### [INPUT DATA]
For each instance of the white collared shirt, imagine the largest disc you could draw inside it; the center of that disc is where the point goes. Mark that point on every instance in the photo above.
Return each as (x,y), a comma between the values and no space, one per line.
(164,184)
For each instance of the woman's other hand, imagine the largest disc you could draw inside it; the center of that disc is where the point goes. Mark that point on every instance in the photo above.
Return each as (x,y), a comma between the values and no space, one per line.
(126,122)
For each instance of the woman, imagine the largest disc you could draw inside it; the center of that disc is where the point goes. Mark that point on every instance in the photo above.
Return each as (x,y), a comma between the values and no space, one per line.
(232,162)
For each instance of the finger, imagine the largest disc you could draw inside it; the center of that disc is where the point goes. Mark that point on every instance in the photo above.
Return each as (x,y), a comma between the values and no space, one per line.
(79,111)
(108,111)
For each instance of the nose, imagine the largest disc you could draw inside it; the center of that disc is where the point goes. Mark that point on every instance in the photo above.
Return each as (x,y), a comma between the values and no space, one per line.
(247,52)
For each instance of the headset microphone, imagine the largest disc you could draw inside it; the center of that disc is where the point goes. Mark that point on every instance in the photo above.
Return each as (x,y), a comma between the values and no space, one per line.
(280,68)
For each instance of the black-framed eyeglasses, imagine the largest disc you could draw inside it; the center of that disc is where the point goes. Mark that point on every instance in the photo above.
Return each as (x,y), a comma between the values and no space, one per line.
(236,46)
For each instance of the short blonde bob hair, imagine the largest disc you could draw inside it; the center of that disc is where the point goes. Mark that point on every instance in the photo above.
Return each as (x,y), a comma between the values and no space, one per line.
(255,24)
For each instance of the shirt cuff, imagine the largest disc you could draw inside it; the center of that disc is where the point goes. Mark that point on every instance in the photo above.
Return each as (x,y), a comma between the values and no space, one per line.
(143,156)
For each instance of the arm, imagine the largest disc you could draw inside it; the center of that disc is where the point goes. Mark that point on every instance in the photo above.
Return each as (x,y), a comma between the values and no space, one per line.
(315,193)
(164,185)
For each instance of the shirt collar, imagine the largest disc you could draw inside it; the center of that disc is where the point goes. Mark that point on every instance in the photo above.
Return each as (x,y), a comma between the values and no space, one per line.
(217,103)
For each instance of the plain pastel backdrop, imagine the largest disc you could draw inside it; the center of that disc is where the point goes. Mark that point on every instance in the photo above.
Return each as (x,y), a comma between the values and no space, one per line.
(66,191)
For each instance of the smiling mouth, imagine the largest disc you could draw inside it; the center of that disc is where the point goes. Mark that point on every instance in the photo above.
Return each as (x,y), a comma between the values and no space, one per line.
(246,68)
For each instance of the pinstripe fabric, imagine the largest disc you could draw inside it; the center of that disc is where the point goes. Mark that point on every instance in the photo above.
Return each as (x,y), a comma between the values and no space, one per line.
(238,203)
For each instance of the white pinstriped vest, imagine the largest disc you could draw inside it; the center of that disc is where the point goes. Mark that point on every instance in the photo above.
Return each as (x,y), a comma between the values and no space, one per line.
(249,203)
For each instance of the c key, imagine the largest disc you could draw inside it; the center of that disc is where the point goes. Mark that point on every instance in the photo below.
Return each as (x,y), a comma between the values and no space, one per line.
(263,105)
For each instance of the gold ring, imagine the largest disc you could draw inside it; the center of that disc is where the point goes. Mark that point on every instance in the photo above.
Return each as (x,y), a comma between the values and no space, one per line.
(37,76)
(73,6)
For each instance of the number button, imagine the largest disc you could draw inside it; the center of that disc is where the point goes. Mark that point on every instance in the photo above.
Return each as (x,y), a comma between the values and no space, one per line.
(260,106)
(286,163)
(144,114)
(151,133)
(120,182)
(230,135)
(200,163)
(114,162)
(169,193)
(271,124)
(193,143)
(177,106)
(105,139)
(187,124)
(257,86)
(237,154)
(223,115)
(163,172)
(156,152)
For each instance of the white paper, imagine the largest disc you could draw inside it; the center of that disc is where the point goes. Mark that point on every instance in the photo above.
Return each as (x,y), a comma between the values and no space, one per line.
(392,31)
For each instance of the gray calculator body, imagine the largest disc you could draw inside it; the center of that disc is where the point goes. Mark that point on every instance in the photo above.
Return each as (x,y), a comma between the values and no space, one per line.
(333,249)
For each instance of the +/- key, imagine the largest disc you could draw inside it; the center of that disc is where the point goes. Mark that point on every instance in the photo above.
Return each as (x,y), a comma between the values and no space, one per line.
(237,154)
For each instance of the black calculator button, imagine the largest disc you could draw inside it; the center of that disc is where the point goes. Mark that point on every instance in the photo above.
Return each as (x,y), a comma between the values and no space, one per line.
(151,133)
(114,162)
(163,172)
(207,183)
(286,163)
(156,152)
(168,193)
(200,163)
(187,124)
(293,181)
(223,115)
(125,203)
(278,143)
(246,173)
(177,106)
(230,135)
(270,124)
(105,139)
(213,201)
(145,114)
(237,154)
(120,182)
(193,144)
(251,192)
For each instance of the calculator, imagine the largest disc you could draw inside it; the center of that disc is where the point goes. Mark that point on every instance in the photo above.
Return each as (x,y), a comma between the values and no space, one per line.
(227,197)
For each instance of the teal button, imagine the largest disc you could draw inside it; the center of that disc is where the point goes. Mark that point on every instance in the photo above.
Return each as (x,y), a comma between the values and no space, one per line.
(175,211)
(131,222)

==

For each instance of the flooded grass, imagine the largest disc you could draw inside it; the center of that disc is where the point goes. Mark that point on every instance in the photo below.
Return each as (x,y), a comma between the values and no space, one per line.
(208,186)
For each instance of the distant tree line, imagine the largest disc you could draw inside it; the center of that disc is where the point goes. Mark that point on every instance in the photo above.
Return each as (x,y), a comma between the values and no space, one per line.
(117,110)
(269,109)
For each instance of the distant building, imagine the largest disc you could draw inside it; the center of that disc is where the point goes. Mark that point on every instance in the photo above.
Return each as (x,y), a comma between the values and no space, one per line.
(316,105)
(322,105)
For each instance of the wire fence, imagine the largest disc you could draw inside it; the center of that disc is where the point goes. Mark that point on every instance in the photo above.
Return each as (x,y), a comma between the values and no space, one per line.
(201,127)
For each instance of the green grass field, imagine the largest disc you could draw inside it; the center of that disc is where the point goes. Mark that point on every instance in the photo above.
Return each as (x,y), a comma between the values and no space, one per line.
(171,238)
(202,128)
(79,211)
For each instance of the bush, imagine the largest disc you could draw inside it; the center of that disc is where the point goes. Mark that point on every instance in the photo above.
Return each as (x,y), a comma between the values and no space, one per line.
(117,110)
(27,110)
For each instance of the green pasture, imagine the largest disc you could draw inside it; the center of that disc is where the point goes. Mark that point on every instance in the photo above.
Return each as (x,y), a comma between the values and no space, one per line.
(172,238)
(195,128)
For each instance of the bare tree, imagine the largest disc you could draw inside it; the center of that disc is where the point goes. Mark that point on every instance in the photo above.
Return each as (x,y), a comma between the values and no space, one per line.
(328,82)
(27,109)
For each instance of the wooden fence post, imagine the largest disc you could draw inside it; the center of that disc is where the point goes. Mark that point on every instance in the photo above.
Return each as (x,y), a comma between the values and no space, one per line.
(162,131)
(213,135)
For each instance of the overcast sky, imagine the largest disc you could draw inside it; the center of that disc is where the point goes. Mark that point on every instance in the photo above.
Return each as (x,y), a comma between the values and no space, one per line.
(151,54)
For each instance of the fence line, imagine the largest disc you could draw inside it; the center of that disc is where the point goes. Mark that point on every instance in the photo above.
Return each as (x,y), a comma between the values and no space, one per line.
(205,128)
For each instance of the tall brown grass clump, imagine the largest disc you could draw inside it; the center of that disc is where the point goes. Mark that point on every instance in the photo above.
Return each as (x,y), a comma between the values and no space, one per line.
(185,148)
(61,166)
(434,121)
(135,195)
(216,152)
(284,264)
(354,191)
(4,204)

### [WORK REQUIRED]
Determine the number of lines in the entries that hold "below". Reply with that number only.

### [SOLUTION TO THIS EXERCISE]
2